## Directions
Will you transcribe the entries that follow, exactly and in full?

Point-per-instance localization data:

###

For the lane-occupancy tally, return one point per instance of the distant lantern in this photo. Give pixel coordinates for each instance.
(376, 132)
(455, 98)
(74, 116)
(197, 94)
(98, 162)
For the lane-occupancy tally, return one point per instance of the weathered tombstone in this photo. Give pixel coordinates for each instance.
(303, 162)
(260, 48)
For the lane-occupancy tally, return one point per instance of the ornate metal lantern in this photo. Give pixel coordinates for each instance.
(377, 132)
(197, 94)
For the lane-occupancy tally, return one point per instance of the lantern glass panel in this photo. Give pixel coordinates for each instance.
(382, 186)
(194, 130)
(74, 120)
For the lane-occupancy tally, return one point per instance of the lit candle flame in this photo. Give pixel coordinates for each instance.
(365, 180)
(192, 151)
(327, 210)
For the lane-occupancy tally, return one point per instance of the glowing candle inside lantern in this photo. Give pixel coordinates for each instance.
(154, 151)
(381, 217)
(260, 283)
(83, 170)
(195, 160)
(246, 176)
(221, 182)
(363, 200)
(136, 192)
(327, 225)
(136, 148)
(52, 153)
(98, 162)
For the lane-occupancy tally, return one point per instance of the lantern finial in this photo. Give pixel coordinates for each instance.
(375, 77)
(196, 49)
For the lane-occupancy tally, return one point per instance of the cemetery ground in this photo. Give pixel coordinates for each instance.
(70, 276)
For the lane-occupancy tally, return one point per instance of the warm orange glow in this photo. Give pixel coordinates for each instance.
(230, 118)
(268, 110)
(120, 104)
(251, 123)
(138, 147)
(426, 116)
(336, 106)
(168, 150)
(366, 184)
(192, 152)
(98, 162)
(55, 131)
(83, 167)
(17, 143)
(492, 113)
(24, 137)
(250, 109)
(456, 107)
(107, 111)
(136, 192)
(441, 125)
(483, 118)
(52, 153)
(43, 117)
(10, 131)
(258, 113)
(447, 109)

###

## Your solution
For the lane-occupancy tally, return one point per instance of the distant lantern in this photo. Give pixel coordinates for each instance.
(376, 132)
(455, 98)
(74, 116)
(197, 94)
(98, 162)
For the lane-occupancy tally, return one point per instance of the weathered tombstone in this photo. Give pixel coordinates for each instance.
(303, 162)
(260, 48)
For the lane-occupancy tally, return one point per instance of the ornate metal lantern in this photo. Give pixel coordinates for each instance.
(377, 132)
(197, 94)
For the lane-occupancy tally, return one point per instance of the lantern glass panel in this photo. Give pixel coordinates for each instance.
(382, 186)
(194, 130)
(74, 120)
For the lane-occupancy tally, return one point per instance of the lit candle flame in this photo. Give pixel coordinates for each instance.
(365, 180)
(192, 151)
(327, 210)
For the lane-occupancy tally, return one point per instance of the glowing candle inside lantern in this photo. Give pixel coordinates for each instance.
(154, 151)
(381, 217)
(260, 283)
(83, 170)
(195, 160)
(246, 176)
(221, 182)
(363, 200)
(136, 192)
(327, 225)
(136, 148)
(52, 153)
(98, 162)
For the lane-occupancy tally, return one point per instance of the lantern finial in this photo. Give pixel coordinates for each instance.
(375, 77)
(196, 49)
For the lane-occupancy tally, return one point per instance of the cemetery ground in this photo. Give pixel coordinates for each instance.
(70, 276)
For the lane-occupancy tally, return one point per instance of the warm orange glow in this photo. Give pixel coordinates for each instance.
(230, 118)
(268, 110)
(120, 104)
(251, 123)
(138, 147)
(426, 116)
(336, 106)
(168, 150)
(366, 184)
(192, 152)
(98, 162)
(55, 131)
(83, 167)
(17, 143)
(492, 113)
(24, 137)
(250, 109)
(456, 107)
(107, 111)
(136, 192)
(441, 125)
(483, 118)
(52, 153)
(43, 117)
(10, 131)
(258, 113)
(447, 109)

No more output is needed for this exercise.